• [Exercise instructions] Render the rows below as a numbered list, skipping any blank lines and leaving the pictures out.

- - -

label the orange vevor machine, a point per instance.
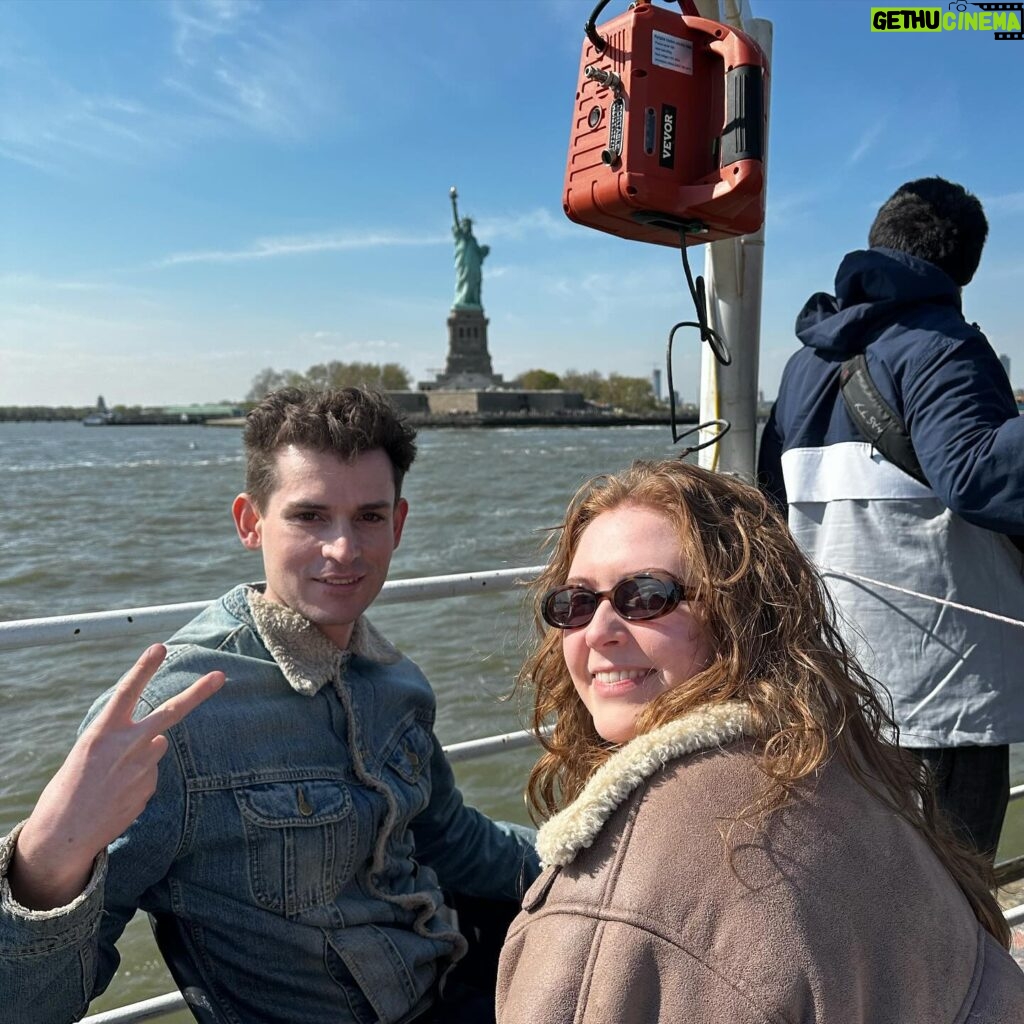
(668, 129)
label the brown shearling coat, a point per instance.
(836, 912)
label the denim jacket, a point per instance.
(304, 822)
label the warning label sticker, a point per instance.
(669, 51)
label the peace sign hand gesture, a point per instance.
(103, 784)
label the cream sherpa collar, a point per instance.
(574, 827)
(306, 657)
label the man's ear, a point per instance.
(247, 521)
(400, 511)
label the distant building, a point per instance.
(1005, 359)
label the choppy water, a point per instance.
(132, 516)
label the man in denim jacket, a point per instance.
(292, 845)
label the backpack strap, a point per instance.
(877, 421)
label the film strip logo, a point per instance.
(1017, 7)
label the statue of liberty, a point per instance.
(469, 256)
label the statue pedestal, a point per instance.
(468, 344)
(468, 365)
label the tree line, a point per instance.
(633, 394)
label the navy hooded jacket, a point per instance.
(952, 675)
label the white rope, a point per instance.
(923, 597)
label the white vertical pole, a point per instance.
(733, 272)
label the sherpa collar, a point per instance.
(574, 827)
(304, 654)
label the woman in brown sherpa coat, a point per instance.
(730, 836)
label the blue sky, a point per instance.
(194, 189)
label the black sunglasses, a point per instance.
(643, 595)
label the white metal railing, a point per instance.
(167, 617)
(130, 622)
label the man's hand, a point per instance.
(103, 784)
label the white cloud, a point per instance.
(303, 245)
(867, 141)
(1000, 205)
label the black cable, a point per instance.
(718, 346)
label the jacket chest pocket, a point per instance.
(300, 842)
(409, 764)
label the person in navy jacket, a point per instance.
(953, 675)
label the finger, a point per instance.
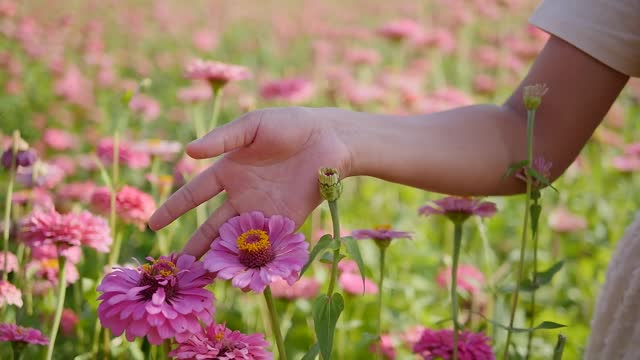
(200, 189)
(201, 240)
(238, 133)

- - -

• [Problem solution]
1. label the orange vevor machine, a point per instance.
2. (668, 129)
3. label the brown shearling coat, a point per instance.
4. (836, 912)
5. label the denim jacket, a point per instance.
6. (304, 822)
7. label the warning label sticker, a point per instance.
8. (669, 51)
9. label the peace sign hand gesture, a point per instance.
10. (103, 784)
11. label the cream sherpa collar, a point per instance.
12. (574, 827)
13. (306, 657)
14. label the man's ear, a point per instance.
15. (247, 521)
16. (400, 511)
17. label the distant building, a point per instance.
18. (1005, 359)
19. label the choppy water, a point per instance.
20. (132, 516)
21. label the man in denim jacket, a point per instance.
22. (292, 845)
23. label the backpack strap, a point per instance.
24. (877, 421)
25. label the film strip logo, a point per instance.
26. (1017, 7)
27. label the statue of liberty, a point per instance.
28. (469, 256)
29. label the statue pedestal, a point per instance.
30. (468, 344)
31. (468, 365)
32. label the tree line, a point per instance.
33. (633, 394)
34. label the navy hooded jacket, a point per instance.
35. (952, 675)
36. label the white rope, a point per instance.
37. (923, 597)
38. label the white vertical pole, a point per instance.
39. (733, 272)
40. label the sherpa collar, a point per instance.
41. (574, 827)
42. (304, 654)
43. label the woman in brown sherpa coat, a point per instance.
44. (730, 836)
45. label the blue sky, a point per instance.
46. (194, 189)
47. label the black sunglasses, a point per instance.
48. (643, 595)
49. label the white metal railing, a point per instance.
50. (167, 617)
51. (130, 622)
52. label the man's hand, a point per instance.
53. (103, 784)
54. label the white cloud, a point per instance.
55. (303, 245)
56. (867, 141)
57. (1000, 205)
58. label the black cable, a point per instance.
59. (718, 346)
60. label the jacket chest pocket, a point per instance.
61. (300, 842)
62. (409, 764)
63. label the person in navy jacket, a point per instance.
64. (953, 675)
65. label the finger, a point per instance.
66. (200, 189)
67. (201, 240)
68. (238, 133)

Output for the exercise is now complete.